### TEXT SECTION
They have launched Ela Jary, or “To my neighbour”, in which they will visit homes in Dubai with gifts and food in the true spirit of the holy month.

“Visiting neighbours is part of our religion and a tradition that most of us have forgotten,” said Khalifa Binhendi, 22, an entrepreneur.

“We are striving to bring it back through innovative and creative ways and to post it on social media pages during the holy month of Ramadan.”

Ela Jary was launched this month on social media, where well-known figures spoke of the importance of visiting during the season.

Sharing food is an old tradition that has started to fade away, Mr Binhendi said. “The UAE culture and especially our religion taught us to be kind to neighbours, especially by giving food to express love.”

The group will reach out to nationals and expatriates.

“This is part of the UAE’s culture and where our success came from, coexisting and welcoming others to be part of us,” said Aisha Harib, 26.

Ms Harib, a social entrepreneur, said that with the support of the public the group wanted to continue the initiative every Ramadan.

### INFORMATION PROVIDED
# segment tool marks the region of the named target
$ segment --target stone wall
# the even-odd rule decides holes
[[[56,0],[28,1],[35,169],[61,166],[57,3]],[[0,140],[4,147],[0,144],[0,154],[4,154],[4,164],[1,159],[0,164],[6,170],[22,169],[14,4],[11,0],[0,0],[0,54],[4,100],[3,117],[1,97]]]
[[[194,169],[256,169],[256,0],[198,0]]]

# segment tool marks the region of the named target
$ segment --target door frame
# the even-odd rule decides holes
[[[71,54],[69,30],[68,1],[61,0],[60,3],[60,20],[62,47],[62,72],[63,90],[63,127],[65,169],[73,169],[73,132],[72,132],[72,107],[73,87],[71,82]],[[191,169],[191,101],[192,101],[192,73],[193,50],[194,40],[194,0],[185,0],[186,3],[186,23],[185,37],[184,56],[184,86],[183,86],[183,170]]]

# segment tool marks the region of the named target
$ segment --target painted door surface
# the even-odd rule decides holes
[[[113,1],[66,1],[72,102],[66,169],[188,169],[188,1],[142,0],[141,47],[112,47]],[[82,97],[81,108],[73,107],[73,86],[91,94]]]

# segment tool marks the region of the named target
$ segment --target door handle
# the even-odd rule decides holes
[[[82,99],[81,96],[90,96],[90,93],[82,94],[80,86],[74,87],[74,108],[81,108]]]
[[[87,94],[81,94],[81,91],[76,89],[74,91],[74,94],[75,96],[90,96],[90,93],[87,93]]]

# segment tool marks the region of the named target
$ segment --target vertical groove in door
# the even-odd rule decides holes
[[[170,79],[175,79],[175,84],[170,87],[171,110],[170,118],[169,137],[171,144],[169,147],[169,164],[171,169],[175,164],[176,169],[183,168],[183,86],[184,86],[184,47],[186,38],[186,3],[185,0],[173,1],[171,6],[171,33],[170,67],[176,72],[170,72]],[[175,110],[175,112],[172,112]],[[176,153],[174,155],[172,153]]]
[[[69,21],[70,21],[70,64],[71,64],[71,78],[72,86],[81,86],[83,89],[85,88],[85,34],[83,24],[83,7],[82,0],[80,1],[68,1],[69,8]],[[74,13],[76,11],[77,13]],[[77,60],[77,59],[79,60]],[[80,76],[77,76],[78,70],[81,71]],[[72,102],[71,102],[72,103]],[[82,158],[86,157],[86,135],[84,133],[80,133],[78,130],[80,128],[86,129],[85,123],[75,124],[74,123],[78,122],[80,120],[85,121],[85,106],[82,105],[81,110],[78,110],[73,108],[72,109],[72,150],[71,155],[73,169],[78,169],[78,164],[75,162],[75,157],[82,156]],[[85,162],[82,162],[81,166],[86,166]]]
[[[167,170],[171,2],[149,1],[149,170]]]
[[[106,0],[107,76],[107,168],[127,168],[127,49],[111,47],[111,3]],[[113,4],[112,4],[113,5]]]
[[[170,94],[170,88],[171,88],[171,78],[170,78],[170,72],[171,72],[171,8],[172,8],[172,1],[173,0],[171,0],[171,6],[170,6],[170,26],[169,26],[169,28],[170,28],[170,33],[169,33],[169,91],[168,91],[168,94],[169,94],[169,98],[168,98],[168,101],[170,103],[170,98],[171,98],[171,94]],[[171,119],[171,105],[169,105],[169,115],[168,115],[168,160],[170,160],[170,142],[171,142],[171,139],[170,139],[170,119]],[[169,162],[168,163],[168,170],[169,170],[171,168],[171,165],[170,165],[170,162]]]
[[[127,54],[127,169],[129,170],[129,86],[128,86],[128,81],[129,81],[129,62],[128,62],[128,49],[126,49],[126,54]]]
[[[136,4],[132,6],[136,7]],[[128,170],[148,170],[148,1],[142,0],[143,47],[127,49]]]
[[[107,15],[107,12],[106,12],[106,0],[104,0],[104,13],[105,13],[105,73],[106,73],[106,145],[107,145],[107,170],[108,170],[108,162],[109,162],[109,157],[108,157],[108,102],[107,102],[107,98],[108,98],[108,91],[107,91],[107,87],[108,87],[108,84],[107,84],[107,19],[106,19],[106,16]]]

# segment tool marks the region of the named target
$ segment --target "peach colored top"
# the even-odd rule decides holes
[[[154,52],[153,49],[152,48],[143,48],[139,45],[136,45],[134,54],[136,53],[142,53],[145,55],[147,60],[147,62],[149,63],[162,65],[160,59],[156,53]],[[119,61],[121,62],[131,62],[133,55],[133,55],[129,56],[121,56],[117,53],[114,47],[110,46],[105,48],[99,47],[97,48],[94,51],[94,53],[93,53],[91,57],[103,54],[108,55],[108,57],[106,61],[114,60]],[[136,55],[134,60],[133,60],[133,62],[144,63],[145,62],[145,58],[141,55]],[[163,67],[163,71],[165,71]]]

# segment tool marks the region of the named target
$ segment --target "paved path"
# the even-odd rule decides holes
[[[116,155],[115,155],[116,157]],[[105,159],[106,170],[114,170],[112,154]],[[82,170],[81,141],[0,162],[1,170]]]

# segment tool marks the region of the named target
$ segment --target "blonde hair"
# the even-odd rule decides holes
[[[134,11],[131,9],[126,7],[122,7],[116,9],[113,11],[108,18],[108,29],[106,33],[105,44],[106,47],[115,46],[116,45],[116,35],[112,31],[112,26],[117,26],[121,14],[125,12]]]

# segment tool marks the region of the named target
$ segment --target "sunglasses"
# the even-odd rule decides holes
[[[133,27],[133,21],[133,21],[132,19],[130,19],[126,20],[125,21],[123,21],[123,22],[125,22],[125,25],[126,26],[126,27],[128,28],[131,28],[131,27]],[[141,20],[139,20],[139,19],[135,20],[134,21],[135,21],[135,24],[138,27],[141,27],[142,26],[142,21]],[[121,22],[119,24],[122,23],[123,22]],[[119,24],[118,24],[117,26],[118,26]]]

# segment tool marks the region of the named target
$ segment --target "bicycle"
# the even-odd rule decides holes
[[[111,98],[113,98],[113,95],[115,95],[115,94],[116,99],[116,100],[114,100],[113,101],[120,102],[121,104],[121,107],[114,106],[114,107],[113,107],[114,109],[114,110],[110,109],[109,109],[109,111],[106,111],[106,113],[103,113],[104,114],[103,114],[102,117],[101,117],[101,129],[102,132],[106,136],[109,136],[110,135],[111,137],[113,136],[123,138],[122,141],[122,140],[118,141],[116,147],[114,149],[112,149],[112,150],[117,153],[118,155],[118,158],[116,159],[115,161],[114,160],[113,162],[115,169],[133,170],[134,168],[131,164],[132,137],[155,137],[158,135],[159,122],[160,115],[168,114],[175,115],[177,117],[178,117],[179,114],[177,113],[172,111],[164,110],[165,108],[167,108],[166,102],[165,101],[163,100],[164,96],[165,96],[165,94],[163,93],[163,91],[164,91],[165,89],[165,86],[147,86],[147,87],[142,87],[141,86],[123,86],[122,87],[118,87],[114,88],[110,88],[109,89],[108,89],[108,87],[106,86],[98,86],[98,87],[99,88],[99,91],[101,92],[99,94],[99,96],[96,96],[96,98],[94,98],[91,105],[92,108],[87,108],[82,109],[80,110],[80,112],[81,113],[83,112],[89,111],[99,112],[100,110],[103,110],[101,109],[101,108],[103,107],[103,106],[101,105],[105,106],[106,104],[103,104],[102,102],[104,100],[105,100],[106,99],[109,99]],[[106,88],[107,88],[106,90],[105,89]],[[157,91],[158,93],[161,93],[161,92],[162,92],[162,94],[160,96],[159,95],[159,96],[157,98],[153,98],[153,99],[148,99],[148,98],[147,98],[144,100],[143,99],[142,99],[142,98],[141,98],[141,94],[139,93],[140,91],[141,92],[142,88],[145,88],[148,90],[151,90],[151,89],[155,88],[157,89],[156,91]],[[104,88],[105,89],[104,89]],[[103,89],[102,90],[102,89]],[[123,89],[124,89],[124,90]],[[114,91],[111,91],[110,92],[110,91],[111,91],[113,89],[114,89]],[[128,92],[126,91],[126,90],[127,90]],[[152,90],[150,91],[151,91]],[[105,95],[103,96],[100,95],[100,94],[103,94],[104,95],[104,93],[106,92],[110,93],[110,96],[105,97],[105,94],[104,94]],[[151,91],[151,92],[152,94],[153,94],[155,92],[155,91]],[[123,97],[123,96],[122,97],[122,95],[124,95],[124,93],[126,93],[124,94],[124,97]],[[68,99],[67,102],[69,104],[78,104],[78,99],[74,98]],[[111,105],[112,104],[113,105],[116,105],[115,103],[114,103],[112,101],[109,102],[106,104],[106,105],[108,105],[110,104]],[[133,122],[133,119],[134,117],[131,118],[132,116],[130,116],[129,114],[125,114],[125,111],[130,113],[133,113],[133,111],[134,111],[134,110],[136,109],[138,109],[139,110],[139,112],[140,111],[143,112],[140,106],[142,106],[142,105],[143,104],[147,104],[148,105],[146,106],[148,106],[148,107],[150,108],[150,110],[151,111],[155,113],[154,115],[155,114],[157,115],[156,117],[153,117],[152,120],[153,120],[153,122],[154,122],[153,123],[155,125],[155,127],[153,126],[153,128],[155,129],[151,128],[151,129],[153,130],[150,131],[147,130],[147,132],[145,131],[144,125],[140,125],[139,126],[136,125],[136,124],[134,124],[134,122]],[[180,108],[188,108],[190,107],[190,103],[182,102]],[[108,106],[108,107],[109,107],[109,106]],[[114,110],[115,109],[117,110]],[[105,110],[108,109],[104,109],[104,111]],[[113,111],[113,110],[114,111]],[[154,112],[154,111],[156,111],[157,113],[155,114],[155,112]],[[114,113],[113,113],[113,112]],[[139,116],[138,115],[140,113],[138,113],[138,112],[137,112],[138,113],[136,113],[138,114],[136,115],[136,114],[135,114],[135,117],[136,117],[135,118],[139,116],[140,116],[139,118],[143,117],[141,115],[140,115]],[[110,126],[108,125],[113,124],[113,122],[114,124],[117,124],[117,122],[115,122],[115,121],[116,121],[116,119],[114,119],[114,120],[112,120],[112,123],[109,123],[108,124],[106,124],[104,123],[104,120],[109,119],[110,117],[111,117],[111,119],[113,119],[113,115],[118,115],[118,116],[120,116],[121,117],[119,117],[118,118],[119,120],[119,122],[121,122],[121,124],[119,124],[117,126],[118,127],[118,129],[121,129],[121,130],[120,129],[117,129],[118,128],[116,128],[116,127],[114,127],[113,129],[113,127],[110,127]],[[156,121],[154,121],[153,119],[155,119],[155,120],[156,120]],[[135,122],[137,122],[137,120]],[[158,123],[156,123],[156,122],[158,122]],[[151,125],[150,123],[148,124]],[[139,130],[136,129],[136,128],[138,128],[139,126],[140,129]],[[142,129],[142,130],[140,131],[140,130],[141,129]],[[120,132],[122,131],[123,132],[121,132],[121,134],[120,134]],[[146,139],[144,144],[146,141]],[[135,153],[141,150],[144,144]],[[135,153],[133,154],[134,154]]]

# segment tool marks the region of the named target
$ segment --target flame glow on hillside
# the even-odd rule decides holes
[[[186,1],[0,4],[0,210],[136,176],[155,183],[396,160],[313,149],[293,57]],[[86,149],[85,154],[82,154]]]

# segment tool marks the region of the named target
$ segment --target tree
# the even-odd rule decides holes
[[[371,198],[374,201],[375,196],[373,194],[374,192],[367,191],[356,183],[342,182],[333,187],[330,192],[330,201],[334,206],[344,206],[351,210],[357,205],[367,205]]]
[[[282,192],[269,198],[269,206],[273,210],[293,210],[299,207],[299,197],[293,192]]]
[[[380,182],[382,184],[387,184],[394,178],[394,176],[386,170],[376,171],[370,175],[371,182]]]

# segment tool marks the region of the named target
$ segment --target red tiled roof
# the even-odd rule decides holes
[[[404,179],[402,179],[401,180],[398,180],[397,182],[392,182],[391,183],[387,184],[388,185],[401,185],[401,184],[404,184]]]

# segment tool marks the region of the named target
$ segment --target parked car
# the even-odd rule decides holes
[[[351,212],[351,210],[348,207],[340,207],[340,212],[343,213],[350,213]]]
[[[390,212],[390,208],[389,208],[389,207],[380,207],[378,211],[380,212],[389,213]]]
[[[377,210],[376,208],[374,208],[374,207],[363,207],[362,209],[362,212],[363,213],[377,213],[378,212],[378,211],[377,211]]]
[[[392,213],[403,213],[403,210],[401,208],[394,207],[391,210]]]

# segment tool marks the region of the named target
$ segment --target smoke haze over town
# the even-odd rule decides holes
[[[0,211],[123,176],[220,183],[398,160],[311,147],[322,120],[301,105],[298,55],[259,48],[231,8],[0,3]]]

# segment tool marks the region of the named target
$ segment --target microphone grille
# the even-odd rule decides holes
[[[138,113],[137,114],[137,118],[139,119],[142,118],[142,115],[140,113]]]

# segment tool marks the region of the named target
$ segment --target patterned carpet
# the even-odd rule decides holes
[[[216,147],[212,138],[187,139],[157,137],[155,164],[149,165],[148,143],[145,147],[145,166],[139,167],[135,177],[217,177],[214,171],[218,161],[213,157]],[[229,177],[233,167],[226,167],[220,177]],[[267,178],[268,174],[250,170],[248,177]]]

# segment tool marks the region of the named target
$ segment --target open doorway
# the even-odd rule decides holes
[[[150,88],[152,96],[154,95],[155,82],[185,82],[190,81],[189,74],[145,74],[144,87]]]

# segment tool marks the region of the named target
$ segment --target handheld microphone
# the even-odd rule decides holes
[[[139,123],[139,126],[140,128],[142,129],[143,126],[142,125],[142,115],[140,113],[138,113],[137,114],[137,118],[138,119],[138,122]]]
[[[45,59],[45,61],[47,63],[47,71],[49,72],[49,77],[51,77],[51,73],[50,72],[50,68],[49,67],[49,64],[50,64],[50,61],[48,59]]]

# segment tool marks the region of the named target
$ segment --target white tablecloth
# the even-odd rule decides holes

### CHECK YOUR UNDERSTANDING
(a) Answer these questions on the text about Ela Jary:
(i) How old is Khalifa Binhendi?
(ii) Where was Ela Jary launched?
(iii) What is Aisha Harib's occupation?
(b) List every direct quotation in the text about Ela Jary, in the order they appear.
(c) Rewrite the text about Ela Jary between "Ela Jary was" and "nationals and expatriates.", inclusive, updating "expatriates" to "foreign residents".
Answer using only the text about Ela Jary.

### TASK-BY-TASK OUTPUTS
(a)
(i) 22
(ii) On social media
(iii) She is a social entrepreneur.

(b)
- "Visiting neighbours is part of our religion and a tradition that most of us have forgotten,"
- "We are striving to bring it back through innovative and creative ways and to post it on social media pages during the holy month of Ramadan."
- "The UAE culture and especially our religion taught us to be kind to neighbours, especially by giving food to express love."
- "This is part of the UAE's culture and where our success came from, coexisting and welcoming others to be part of us,"

(c)
Ela Jary was launched this month on social media, where well-known figures spoke of the importance of visiting during the season.

Sharing food is an old tradition that has started to fade away, Mr Binhendi said. “The UAE culture and especially our religion taught us to be kind to neighbours, especially by giving food to express love.”

The group will reach out to nationals and foreign residents.